■ **WRITTEN TASKS**:
1. Answer these from the blog post about Water Girl:
(a) What star sign does the writer say she is?
(b) How many friends did the person whose facebook page the writer was viewing have?
(c) How long did it take the writer to fall asleep after reading that she called him a nerd?
2. Please carry on the blog post about Water Girl from its final sentence.

## begin EXCERPT PROVIDED

And it does go back to what George Clooney’s character does. When companies don’t see much of a profit, they take the easy way out and fire people. George Clooney himself doesn’t like commitment and being tied down, so he just keeps his distance away from other people. That’s one view. But the other view is that you measure your life in terms of distance. OK, George Clooney takes it to the extreme, and it’s a grotesque parody, he measures his life in miles. But you can measure your life in the number of interesting experiences you have. That is also a valid metric.

Wednesday, 17 March 2010

Water girl outed

Something very strange happened the other day. I was looking at somebody’s facebook page when I saw a very familiar face among his list of friends. It was Water Girl! It was a one in a thousand event, something that could only have happened by chance. That guy had 400 friends, and out of those 400 friends, why should that particular person come up?

Well, it turned out that she has a very wide network. Not surprising for somebody who’s

Some of the inferences I made about her seem to be confirmed by the blog.

1. She’s very religious and serious about Christianity. Whatever the reasons are that she turned me down, religion is definitely one of them.
2. She’s quite emotional, and has problems keeping a lid on her emotions.
3. She doesn’t get along well with her father. (I inferred this because I have never seen her outside with her father.) I know she’s not happy with her family.
4. Her gang is the poly people. And the church people.
5. This is also inferred from the blog: I could never be her boyfriend, nor she my girlfriend. We would drive each other nuts because our wavelengths are completely different.
6. She’s an aspiring musician. She told me she wanted to be a singer or a DJ. She’s still interested in that.
7. She’s a water sign. A Scorpio, in fact. I have not named her wrongly. Well I should have gathered. Scorpios are usually physically attractive, even though they may be screwed up.
8. She keeps a lot of things to herself. But she can’t hide that she’s not always happy with life.

She only gave me a short version of her name, and I always wondered if it was her real name. Well, at least I know now that it is her real name. So that’s good.

I went to the relevant sections. It was extremely unflattering for me. I now know that she only went out on that date with me in order to tell me not to go after her any more, and that the first date actually went well: she didn’t think I was so bad after all, except that I pressed my case by asking her over SMS if she missed me. That was when she blew her top and decided to make it really plain to me that I shouldn’t be going after her.

She called me a nerd. I got so fed up reading that that it took me 2 hours to get to sleep. When I woke up the next morning, I suddenly remembered that I’m not completely ashamed of being a nerd. But I’m still angry because I know she meant it in a bad way. And I wonder if I should give her a really big surprise the next time I see her. Probably not.

I think about all the times I was racking my head to think of something to say to her, when all the answers were out in the open all this time. (Well except I didn’t know where it was.) But I could have read what was written and stopped wasting my time on her.

Well there was a lot of stuff that I didn’t understand in her blog. Her English was good enough, but a lot of … ‘s and references to “brothers”, “sisters” and her church friends. She’s social and all that, but I don’t really know if her friendships are deep. It’s not for me to judge but maybe they are. But she’s a sheep. I don’t like the church, even more than that, I don’t like the mega-church. And if she’s with one, I couldn’t ever understand what’s up with all that being a sheep. Maybe life is very fair, because I probably am going to read her blog and laugh at her for being so dumb and confused about life, the same way she wrote me off as a nerd.

## end EXCERPT PROVIDED
## begin DATASET EXTRACT

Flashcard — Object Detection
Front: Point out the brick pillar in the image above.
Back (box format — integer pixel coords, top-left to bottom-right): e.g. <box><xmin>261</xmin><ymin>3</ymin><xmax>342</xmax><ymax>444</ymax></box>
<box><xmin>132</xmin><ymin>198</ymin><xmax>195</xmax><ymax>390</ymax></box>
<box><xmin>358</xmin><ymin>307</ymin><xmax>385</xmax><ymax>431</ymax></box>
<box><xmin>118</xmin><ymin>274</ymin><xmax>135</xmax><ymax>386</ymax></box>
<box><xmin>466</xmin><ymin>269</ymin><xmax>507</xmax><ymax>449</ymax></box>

## end DATASET EXTRACT

■ **IN RESPONSE**:
1.
(a) Scorpio
(b) 400
(c) 2 hours

2.
Probably not going to link to her blog. But I can’t resist reading it now that in it are all the questions that I’ve always wanted to know about her. Well that’s what blogs are for, right? You get to know everything about a guy, stuff he might not tell you, without having to approach him and ask him yourself. Isn’t that right, dear readers?

I don’t really know what attracted me to her. No, actually I know what attracted me to her. I was attracted to codfish because she was a chiobu that I actually could talk to. I was attracted to her, because I was back in Singapore for a break, freshly dumped by codfish, and I saw her downstairs. She looked very quiet, spooky. I started to think, maybe here’s a deep thinker, a gloomy, broody character. Maybe this will be my next girlfriend. But it’s nothing deeper than that. I criticise her for being shallow, dismissing me as a nerd without knowing more about me, but I was equally shallow.

After I cool down, I might have thought about what might have happened. I've not thought about this incident for a long time because it took place so long ago, but it's a little unusual that you will ever get the answers to these type of questions. I went on a date with her. The date actually went OK. We talked for quite some time, even though I was starting to feel that we were not completely connecting. From her account, she said that she was sick and tired of lying and dodging me, and she wanted to put things straight with me. But that date went OK, and she just couldn't bear to tell me. It was only on the second day, when I pushed my luck, and asked her whether or not she was missing me, she decided to make it clear to me that it was over.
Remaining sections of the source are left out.